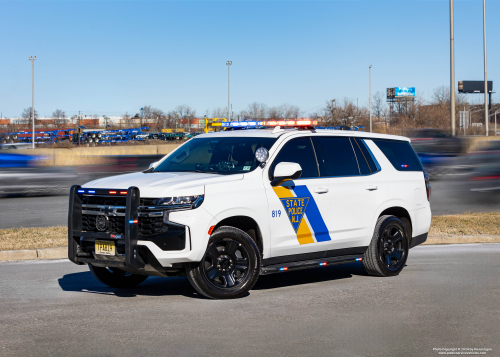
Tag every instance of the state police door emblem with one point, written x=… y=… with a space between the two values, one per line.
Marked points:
x=295 y=209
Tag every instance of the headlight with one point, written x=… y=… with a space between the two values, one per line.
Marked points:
x=184 y=201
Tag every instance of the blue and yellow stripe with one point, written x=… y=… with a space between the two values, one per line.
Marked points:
x=316 y=223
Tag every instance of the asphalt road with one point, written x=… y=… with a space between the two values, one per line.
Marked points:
x=448 y=197
x=446 y=297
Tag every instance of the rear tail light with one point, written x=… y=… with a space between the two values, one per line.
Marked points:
x=427 y=186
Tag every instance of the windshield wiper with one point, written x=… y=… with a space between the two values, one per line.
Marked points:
x=206 y=172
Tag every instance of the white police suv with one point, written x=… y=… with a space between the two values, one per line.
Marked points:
x=226 y=207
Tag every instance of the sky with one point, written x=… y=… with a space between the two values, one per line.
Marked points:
x=114 y=57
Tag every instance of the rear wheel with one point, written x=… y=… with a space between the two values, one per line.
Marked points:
x=387 y=253
x=116 y=278
x=230 y=266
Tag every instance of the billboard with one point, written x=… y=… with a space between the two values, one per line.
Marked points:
x=474 y=86
x=404 y=91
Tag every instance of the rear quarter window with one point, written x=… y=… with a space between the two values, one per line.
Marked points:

Exercise brief - Filter the listing above by the word "rear"; copy each line that passes.

Result of this task -
Tag every instance of the rear tail light with one point, written x=… y=… with a space between the two values, one per line.
Tag every instance of the rear wheel with one point, written x=… y=… with a space between the two values, one per line.
Tag every instance of the rear quarter window with one point, written x=… y=… with a space between the two values, one per line.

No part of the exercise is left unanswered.